- _Your objective_: Retype the opening lines of the data exactly, stopping after the line that contains "negative clicks: (1, 1053)". Skip every picture.

Stored records
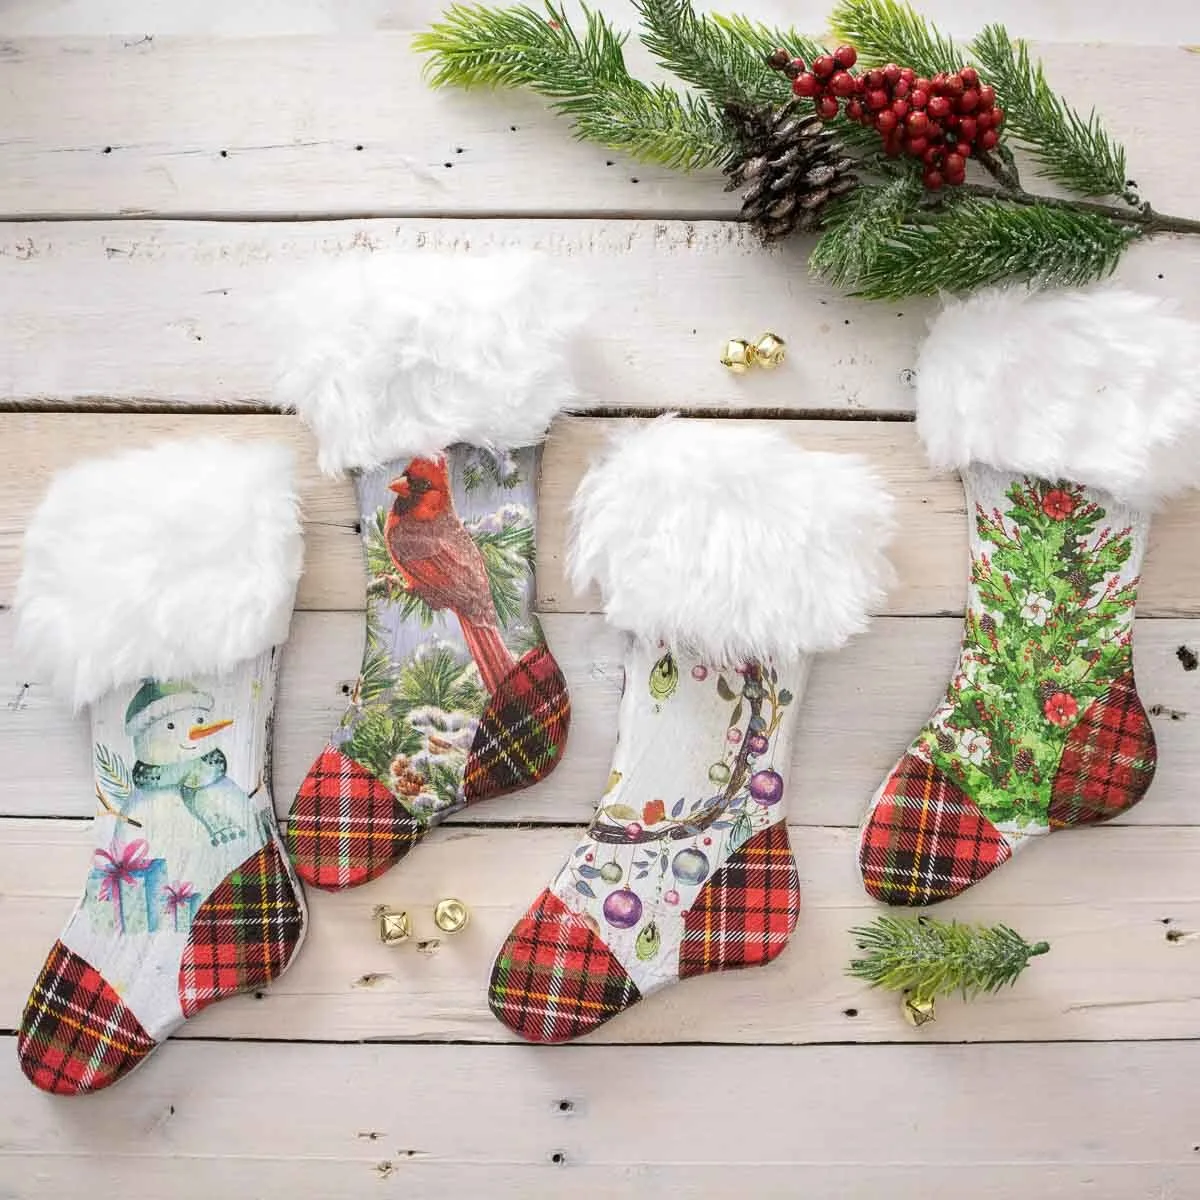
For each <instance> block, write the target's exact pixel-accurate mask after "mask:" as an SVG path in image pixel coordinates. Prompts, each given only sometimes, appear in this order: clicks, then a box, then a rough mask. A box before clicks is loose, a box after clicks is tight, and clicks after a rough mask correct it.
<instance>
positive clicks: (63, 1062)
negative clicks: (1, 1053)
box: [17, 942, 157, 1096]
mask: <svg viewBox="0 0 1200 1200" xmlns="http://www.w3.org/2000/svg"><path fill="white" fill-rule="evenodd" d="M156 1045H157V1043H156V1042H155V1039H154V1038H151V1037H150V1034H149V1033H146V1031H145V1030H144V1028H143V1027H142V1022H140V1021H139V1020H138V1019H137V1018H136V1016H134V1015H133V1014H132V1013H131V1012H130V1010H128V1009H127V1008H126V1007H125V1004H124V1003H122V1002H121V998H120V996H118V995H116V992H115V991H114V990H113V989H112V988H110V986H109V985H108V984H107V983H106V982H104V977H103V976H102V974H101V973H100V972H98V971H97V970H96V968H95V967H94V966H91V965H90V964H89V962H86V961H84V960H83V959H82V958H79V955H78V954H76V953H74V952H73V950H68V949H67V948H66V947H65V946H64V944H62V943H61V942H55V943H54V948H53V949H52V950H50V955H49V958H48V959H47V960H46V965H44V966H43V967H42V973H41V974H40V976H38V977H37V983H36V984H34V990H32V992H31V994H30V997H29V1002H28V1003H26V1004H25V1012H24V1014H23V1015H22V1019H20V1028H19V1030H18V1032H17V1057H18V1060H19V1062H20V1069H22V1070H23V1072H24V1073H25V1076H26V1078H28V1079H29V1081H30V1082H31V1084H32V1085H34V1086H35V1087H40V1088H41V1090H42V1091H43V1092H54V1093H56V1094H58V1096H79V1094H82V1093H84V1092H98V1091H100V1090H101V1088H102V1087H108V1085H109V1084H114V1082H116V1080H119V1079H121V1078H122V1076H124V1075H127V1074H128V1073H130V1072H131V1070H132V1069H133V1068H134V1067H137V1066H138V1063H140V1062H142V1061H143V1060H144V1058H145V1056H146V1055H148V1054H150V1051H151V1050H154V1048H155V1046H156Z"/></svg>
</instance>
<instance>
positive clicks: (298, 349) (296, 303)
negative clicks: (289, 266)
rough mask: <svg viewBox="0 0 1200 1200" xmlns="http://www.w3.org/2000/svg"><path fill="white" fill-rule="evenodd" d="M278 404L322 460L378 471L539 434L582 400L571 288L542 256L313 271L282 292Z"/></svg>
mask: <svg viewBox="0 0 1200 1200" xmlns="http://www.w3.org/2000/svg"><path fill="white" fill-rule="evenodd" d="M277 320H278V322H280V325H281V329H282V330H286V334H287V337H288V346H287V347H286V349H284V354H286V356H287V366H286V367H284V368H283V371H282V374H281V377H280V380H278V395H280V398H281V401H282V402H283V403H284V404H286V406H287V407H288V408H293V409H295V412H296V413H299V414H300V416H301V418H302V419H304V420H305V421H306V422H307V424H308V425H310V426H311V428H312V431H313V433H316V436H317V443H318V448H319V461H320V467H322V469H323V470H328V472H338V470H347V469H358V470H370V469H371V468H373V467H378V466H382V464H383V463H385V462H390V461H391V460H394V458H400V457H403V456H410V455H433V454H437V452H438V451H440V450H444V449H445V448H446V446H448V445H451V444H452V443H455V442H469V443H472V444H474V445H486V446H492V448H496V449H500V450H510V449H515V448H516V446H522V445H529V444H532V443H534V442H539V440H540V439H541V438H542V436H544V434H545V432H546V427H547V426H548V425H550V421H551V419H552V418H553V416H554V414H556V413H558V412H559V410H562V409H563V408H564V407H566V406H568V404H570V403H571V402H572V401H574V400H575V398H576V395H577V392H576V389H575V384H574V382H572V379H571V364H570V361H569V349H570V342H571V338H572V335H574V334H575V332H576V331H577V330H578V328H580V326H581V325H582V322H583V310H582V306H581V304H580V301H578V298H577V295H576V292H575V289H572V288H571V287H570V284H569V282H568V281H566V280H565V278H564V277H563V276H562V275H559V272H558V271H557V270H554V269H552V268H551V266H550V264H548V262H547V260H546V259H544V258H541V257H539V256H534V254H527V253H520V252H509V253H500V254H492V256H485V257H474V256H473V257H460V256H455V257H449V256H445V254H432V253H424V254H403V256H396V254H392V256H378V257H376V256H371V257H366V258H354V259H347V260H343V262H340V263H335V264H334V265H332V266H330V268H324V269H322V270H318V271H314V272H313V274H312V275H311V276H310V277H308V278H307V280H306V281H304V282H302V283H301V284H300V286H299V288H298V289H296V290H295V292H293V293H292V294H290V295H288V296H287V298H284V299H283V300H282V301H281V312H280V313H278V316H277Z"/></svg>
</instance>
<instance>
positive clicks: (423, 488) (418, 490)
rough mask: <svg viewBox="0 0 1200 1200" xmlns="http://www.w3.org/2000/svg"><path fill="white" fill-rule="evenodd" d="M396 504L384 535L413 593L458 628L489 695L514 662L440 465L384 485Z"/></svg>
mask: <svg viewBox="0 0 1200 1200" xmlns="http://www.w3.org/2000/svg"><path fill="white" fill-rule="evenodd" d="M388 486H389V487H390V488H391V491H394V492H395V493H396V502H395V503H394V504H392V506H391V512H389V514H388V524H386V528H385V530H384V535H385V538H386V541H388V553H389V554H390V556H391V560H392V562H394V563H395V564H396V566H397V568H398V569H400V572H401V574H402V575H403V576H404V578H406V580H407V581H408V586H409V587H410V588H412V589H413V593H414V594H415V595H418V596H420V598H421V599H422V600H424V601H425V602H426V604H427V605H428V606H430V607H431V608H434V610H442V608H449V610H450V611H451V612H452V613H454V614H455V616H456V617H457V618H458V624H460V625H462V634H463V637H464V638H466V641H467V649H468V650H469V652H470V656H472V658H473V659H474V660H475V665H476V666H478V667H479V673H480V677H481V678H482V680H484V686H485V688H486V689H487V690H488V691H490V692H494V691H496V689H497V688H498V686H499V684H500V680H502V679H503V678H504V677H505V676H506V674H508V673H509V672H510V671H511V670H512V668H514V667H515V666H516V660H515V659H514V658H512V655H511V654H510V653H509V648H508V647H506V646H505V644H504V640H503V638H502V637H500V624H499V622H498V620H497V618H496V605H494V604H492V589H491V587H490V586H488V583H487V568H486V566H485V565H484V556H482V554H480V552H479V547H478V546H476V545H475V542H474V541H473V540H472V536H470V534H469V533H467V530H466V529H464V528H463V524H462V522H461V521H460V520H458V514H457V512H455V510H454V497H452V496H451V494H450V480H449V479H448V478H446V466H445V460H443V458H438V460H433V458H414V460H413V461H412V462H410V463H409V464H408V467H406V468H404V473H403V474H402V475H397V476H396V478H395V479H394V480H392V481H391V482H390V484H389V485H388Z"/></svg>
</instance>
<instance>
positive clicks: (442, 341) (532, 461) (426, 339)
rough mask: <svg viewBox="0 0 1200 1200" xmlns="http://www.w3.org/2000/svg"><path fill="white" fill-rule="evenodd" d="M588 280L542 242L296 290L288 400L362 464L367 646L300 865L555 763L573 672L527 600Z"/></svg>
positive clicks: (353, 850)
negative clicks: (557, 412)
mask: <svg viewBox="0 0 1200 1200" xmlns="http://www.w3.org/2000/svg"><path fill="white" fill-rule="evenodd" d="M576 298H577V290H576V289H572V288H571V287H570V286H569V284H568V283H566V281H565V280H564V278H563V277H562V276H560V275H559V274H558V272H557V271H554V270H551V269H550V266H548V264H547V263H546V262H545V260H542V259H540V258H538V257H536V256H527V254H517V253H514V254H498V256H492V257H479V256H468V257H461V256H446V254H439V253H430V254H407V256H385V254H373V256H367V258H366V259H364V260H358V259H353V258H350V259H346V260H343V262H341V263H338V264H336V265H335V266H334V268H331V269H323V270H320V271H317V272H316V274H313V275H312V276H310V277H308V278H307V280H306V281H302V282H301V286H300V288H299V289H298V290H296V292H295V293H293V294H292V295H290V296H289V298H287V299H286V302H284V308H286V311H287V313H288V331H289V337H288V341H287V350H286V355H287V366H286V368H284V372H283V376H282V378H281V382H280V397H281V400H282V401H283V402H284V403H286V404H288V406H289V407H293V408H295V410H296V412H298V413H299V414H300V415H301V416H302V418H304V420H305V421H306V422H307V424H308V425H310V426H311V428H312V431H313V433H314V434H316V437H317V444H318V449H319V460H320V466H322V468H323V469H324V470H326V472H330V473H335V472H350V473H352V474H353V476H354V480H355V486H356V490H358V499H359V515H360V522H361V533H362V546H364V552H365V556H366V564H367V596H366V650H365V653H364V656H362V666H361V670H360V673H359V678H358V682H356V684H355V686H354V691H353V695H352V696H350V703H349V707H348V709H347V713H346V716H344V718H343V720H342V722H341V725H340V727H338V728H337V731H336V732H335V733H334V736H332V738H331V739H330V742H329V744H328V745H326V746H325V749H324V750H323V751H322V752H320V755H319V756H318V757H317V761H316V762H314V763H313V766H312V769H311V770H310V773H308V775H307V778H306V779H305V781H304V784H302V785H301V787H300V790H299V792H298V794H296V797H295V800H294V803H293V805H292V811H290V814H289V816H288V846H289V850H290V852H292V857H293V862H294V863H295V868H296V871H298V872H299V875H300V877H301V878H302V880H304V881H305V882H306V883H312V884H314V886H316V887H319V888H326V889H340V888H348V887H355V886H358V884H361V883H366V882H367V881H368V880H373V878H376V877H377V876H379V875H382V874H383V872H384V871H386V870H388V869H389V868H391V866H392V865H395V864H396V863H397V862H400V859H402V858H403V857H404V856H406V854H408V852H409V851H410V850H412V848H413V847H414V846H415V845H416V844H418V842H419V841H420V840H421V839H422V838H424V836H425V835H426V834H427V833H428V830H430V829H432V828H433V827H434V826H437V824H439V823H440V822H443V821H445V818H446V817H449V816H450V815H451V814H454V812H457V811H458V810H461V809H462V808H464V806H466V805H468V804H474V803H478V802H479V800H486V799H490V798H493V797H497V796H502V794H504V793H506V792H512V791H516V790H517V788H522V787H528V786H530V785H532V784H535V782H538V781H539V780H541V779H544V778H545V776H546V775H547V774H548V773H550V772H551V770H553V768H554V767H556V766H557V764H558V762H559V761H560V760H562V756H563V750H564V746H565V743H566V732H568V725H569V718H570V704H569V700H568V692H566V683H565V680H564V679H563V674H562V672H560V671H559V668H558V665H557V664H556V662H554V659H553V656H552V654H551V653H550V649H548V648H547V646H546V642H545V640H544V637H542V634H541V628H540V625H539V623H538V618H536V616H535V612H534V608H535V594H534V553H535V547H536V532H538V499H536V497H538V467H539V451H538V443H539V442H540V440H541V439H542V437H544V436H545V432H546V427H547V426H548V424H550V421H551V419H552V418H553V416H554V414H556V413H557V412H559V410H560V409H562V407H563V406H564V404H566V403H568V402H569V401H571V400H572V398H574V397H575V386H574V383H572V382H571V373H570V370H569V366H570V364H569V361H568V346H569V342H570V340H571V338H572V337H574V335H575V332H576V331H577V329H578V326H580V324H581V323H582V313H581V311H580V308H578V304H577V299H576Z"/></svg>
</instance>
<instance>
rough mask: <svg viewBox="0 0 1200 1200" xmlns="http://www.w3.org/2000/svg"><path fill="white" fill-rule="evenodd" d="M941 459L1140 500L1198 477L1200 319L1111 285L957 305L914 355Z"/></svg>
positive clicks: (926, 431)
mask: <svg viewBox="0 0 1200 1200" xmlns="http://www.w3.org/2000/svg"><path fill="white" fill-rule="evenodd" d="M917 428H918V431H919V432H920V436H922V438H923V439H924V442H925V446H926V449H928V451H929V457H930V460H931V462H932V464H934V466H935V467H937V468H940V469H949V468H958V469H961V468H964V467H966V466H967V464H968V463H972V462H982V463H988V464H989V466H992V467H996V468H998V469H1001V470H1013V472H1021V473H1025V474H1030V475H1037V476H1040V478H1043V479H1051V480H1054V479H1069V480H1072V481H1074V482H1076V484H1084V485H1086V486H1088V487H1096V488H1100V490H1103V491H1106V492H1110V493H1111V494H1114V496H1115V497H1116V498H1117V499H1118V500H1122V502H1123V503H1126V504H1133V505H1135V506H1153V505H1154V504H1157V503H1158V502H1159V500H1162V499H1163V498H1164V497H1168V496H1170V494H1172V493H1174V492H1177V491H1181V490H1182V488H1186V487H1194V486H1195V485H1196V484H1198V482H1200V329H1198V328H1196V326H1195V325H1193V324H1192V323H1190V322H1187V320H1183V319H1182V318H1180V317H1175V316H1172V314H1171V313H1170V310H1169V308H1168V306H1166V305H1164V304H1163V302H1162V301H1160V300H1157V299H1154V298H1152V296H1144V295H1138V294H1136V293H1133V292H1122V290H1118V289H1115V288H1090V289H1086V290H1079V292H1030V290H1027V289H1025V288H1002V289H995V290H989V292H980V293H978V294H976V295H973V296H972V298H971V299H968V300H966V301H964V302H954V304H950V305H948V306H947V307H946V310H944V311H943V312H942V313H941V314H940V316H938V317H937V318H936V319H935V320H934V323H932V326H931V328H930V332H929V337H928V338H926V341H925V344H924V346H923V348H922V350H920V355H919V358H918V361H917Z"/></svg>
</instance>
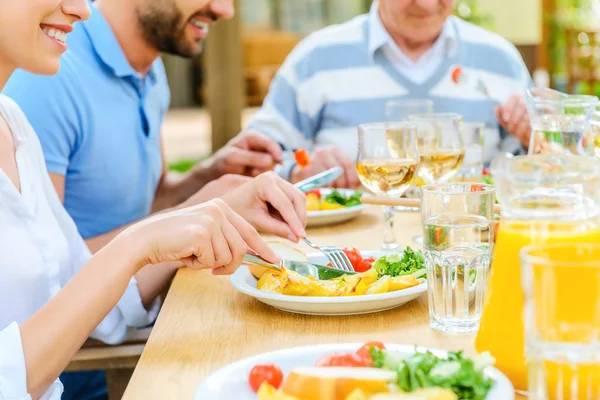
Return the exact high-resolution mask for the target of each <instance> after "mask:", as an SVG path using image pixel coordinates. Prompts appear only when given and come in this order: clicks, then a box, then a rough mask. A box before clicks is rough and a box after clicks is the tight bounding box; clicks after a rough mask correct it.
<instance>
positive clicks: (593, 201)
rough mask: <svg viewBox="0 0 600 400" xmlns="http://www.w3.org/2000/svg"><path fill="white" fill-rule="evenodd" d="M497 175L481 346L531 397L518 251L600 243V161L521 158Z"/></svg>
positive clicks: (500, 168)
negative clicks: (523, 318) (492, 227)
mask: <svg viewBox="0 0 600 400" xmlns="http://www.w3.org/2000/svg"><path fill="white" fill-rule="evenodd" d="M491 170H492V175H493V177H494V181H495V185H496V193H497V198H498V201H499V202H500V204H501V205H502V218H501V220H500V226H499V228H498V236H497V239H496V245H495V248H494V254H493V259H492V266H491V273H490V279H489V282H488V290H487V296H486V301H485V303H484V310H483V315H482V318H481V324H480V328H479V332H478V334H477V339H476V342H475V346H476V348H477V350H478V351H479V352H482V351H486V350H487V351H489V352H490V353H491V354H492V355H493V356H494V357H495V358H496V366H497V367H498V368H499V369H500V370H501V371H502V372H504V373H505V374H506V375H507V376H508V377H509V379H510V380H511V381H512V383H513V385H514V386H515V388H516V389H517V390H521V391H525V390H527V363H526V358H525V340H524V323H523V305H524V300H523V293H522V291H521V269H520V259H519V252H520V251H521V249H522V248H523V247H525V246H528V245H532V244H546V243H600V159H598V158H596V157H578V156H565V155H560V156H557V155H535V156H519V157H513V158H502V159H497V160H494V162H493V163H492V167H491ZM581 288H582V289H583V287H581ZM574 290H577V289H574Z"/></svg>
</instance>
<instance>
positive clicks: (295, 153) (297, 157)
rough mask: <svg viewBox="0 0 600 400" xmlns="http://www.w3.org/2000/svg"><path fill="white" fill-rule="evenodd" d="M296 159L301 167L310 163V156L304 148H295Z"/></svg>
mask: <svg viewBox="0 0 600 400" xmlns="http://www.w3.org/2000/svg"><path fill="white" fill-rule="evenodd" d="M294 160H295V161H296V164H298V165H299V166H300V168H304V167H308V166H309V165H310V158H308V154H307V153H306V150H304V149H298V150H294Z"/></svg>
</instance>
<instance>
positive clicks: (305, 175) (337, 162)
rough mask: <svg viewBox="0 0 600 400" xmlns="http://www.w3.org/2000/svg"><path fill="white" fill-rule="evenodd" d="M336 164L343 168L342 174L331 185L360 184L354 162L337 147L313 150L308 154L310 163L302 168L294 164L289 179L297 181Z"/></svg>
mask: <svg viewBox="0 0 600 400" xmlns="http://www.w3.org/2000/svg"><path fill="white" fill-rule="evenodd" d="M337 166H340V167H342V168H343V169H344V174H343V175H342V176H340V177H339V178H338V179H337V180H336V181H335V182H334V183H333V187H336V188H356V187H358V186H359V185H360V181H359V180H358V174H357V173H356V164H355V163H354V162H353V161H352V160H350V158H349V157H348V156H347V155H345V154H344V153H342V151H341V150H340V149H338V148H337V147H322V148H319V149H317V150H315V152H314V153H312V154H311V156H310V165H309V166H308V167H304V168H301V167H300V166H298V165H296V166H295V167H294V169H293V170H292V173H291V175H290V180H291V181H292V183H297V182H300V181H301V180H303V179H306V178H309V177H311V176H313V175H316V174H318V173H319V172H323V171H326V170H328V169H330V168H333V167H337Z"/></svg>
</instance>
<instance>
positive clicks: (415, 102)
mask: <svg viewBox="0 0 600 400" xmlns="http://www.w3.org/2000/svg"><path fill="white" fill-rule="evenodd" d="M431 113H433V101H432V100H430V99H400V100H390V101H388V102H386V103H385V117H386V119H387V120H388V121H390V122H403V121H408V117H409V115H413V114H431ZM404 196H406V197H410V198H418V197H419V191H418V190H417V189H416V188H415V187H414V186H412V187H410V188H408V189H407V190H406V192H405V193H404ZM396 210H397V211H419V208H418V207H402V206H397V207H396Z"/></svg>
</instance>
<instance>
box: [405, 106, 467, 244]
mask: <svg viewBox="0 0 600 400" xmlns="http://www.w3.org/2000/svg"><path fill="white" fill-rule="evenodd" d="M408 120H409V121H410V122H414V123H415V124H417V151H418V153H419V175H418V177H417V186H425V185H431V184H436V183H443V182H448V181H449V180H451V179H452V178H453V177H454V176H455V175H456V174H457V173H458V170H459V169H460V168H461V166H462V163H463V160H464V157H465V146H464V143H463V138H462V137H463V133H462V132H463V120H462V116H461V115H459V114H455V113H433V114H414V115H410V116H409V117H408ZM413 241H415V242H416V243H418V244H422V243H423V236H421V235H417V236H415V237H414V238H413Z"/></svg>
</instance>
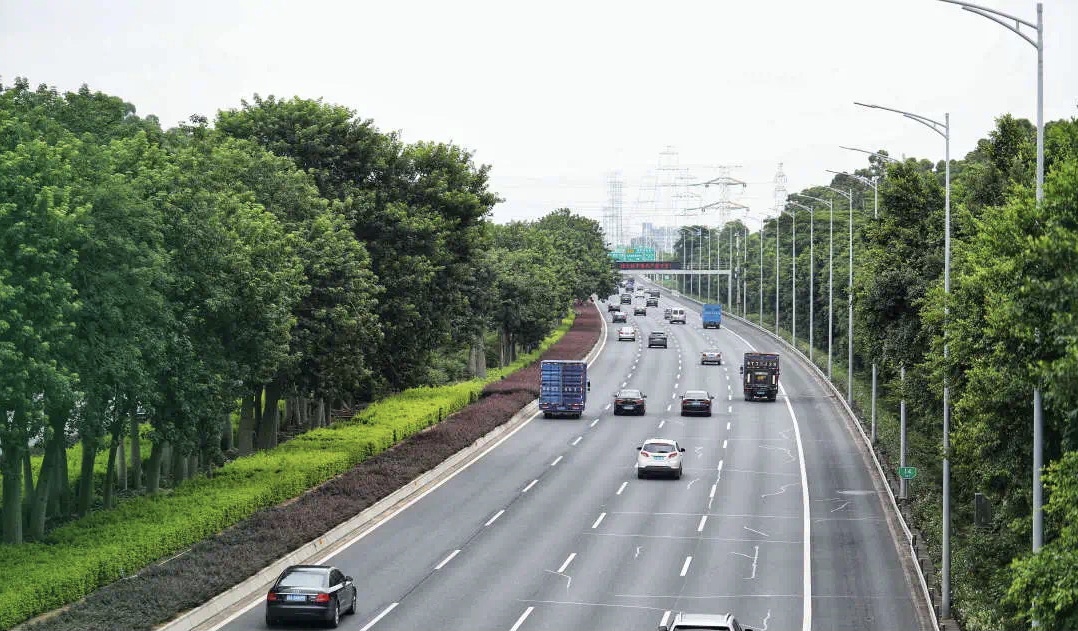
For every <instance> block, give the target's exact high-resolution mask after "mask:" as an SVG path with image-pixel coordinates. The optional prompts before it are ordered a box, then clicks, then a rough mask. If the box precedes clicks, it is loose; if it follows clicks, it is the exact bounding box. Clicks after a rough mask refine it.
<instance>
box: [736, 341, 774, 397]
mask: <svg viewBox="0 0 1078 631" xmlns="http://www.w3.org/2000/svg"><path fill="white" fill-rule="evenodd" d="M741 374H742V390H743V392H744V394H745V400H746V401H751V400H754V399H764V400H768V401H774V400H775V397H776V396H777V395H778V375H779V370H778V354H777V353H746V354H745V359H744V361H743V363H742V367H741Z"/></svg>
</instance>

- _Response for this exercise_:
For each <instance> block, write the target's exact pixel-accurate mask after "mask:" as an SVG path in image pixel coordinates. Prompts, each given only sometimes, appear in this order: clicks, then a box, then a rough mask. A box before clicks is loose, a box after clicks is tight, and clicks after a rough mask correct it.
<instance>
positive clicks: (63, 1062)
negative clicks: (1, 1053)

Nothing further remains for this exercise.